_EXERCISES TO COMPLETE_:
1 - From the passage on the priesthood of Christ, copy the text between "As Fr. Garrigou-Lagrange" and "2, D2. 940.)", inclusive.
2 - Answer these questions from the passage on the priesthood of Christ:
(a) Which book by Fr. Garrigou-Lagrange does the passage name?
(b) Against whom did the Council of Trent give its definitions?
(c) In the definition quoted from the Council of Trent, what alone differs between the sacrifice on the Cross and the sacrifice of the Mass?
3 - The passage on the priesthood of Christ says that certain things come to the priest through his sharing in the priesthood of Christ. List all of them.

_PASSAGE GIVEN_:
# # #
Let us then marvel at God’s ordering of all that relates thenceforth to the worship owed Him. It goes without saying that what God has ordained He has ordained for all eternity, and that none soever of His creatures may change the essential norms. Fr. Garrigou-Lagrange has admirably expounded these things in his book The Love of God and the Cross of Jesus, for that is what will henceforward dominate all our holy religion, here on earth and in heaven-the cross of Jesus, the altar on which the Priest and Victim sacrificed Himself. What a Priest and what a Victim! “Habemus Pontifcem magnum, qui penetravit caelos, Jesum Filium Dei” (Heb. 4:14). “If there is a revealed doctrine which allows us to glimpse all the greatness of the sacrifice of the Mass,” says Fr. Garrigou, “it is unquestionably that of the priesthood of our Lord Jesus Christ.” That is tantamount to saying: If there is a revealed doctrine that gives us a glimpse of the priest as he is and as he should be, it is unquestionably that of the priesthood of our Lord Jesus Christ. Let me draw your attention particularly to the following lines:
Quote:Just as the greatness of Mary, all her privileges and all that is the source of her glory today, came to her through her divine Motherhood, the dignity of the priest, his privileges and his duties come to him through his sharing in the priesthood of Christ, which he realizes in essence when he pronounces the words of consecration during the celebration of the holy sacrifice of the Mass. His priestly character, his virginity, his intrinsic power over the sacraments and the mystical Body of our Lord Jesus Christ derive from the power over His Body and Blood given by our Lord Himself.

As Fr. Garrigou-Lagrange says: “The more the ineffable riches of the priesthood of our Lord, of His Passion, His Cross, and His Resurrection are plumbed, the more deeply the mysterious realities of the Sacrifice of the Mass are penetrated.” Thus we have a clearer understanding of the definitions given by the Council of Trent against the Lutherans:
Quote:In the divine sacrifice accomplished in the course of the Mass, Christ, who offered Himself upon the altar of the Cross, shedding His blood for us, makes a bloodless sacrifice. It is the same Victim, it is also the same priest...idem nunc offerens sacradotum ministerio. He offered Himself on the Cross, He offers Himself now through His ministers, only the way of oblation differs. (Conc. Trid., Session 22, Canon 2, D2. 940.)
# # #
_ENTRIES PROVIDED_:
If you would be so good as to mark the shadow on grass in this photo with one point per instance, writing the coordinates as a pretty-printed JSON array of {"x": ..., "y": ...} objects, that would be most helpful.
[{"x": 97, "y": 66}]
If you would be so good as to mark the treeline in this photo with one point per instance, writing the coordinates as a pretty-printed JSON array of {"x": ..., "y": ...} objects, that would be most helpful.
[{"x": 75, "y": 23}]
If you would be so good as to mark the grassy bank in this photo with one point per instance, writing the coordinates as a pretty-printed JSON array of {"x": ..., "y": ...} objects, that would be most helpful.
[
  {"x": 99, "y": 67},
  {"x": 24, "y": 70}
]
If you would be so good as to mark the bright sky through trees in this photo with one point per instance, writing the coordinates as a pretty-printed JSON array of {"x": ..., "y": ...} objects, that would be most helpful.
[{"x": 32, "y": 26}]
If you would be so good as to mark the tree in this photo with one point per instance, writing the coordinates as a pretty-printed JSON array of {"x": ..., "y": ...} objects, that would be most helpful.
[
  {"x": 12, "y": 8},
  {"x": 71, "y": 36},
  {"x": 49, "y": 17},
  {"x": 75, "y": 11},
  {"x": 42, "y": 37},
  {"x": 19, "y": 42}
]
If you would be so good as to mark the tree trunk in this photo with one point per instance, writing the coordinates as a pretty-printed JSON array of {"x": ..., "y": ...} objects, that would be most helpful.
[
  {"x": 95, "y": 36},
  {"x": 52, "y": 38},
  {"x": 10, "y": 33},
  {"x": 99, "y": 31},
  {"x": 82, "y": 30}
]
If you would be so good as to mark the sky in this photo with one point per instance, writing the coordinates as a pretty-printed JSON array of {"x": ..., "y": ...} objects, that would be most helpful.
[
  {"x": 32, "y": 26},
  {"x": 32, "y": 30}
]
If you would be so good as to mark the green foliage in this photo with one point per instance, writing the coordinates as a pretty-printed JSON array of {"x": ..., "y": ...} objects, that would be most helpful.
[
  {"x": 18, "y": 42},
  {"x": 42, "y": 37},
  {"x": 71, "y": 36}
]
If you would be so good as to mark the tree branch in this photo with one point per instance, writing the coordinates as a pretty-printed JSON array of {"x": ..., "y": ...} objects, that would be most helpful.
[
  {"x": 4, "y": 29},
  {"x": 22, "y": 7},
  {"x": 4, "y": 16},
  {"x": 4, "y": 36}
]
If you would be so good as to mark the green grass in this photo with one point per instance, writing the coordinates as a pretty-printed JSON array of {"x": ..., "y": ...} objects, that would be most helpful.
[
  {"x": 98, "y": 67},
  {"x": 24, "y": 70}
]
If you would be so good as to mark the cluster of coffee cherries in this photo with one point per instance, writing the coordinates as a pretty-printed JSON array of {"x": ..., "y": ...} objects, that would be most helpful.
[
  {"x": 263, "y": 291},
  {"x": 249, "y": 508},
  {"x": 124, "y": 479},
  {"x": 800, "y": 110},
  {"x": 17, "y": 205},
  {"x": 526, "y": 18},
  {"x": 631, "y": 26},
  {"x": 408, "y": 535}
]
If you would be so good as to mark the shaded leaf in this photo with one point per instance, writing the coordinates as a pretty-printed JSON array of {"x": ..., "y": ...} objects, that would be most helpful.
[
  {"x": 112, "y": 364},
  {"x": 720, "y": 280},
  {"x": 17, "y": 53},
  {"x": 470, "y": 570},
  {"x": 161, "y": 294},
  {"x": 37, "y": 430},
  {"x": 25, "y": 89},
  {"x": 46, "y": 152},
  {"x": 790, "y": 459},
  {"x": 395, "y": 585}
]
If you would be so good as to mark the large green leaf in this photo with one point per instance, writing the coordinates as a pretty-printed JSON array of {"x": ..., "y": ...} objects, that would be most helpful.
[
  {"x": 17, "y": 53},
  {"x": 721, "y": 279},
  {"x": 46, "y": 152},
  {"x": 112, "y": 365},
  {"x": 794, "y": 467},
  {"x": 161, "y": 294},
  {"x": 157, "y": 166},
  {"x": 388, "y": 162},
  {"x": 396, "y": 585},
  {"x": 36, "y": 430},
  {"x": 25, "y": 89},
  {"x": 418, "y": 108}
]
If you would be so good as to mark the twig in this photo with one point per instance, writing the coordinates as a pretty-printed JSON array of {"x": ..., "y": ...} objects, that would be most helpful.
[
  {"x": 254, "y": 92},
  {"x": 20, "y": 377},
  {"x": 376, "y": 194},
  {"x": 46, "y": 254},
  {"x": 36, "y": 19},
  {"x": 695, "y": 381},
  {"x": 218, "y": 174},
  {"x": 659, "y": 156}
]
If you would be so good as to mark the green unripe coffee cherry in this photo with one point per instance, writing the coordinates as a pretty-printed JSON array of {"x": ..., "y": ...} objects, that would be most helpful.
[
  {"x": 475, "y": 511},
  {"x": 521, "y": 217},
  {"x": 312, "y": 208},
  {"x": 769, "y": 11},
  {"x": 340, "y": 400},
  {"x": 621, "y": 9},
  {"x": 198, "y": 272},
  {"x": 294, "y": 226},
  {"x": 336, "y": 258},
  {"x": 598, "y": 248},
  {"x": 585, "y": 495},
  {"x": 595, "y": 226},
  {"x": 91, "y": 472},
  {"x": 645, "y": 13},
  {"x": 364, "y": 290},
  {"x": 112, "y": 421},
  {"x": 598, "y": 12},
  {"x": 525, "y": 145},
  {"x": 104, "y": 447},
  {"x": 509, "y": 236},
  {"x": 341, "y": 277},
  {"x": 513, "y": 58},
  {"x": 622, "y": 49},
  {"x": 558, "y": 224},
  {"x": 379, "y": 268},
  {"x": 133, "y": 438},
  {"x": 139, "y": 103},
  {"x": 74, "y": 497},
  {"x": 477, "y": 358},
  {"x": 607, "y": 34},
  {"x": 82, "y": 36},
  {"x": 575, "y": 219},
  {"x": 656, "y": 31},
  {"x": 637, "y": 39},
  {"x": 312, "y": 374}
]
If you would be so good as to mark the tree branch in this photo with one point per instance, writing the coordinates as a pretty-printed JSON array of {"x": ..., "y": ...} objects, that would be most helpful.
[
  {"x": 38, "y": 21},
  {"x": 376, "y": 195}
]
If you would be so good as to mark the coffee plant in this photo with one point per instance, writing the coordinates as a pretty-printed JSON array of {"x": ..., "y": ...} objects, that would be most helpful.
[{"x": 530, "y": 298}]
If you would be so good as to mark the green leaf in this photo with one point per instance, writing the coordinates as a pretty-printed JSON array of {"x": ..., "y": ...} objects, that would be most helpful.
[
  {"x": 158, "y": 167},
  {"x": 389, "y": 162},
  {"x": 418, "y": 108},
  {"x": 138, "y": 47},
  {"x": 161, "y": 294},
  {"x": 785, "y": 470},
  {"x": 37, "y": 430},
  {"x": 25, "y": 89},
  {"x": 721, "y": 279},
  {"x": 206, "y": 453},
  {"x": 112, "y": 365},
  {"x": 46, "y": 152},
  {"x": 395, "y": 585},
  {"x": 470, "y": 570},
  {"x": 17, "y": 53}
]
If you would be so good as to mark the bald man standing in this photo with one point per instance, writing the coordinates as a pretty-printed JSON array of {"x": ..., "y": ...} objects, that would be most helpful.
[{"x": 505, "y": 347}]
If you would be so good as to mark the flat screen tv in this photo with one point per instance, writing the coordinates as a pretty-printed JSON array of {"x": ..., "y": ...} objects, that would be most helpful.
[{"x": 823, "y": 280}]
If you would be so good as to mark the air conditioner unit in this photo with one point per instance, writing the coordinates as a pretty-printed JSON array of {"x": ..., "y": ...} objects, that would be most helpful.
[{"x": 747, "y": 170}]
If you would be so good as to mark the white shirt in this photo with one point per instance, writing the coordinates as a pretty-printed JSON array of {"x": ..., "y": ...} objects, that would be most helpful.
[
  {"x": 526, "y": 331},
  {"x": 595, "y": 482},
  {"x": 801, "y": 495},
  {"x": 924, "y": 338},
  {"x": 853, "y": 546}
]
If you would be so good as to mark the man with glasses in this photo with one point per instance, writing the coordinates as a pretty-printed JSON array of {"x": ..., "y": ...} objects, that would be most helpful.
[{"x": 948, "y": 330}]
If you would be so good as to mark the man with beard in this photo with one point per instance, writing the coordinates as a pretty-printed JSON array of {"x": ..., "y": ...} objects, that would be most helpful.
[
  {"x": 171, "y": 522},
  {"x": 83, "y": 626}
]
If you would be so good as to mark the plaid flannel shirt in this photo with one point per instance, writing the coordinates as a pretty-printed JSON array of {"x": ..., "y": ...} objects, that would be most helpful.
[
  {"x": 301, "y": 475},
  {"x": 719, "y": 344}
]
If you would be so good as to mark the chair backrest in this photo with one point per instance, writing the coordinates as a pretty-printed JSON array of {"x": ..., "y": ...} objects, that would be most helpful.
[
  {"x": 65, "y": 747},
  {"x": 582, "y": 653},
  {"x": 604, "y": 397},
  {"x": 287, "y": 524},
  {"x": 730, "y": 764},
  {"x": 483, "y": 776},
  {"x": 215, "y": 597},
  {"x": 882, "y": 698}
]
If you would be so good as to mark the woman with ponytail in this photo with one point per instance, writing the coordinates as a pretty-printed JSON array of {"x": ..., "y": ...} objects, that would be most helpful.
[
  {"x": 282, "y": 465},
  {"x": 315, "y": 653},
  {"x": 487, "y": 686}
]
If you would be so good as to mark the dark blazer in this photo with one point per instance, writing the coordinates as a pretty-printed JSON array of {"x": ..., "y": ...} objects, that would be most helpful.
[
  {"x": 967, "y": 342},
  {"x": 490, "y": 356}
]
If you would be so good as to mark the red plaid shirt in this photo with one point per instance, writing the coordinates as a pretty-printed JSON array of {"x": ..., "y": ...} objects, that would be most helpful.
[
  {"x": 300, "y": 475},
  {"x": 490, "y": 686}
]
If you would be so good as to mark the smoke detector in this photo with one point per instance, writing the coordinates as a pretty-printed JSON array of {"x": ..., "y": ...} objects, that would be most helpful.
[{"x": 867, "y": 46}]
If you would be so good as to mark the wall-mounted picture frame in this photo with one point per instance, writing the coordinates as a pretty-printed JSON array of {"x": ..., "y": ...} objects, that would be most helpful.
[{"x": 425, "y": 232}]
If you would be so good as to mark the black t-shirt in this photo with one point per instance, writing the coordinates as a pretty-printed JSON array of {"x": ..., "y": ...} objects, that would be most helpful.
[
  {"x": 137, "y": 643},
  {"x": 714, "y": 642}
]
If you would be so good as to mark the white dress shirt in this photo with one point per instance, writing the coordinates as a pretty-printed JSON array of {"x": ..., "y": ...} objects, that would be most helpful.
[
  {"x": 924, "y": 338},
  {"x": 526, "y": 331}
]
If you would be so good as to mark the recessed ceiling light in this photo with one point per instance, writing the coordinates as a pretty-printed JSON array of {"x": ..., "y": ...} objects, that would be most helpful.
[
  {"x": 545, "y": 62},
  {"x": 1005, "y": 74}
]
# # #
_TASK ANSWERS_:
1 -
As Fr. Garrigou-Lagrange says: “The more the ineffable riches of the priesthood of our Lord, of His Passion, His Cross, and His Resurrection are plumbed, the more deeply the mysterious realities of the Sacrifice of the Mass are penetrated.” Thus we have a clearer understanding of the definitions given by the Council of Trent against the Lutherans:
Quote:In the divine sacrifice accomplished in the course of the Mass, Christ, who offered Himself upon the altar of the Cross, shedding His blood for us, makes a bloodless sacrifice. It is the same Victim, it is also the same priest...idem nunc offerens sacradotum ministerio. He offered Himself on the Cross, He offers Himself now through His ministers, only the way of oblation differs. (Conc. Trid., Session 22, Canon 2, D2. 940.)

2 -
(a) The Love of God and the Cross of Jesus
(b) The Lutherans
(c) The way of oblation

3 -
- His dignity
- His privileges
- His duties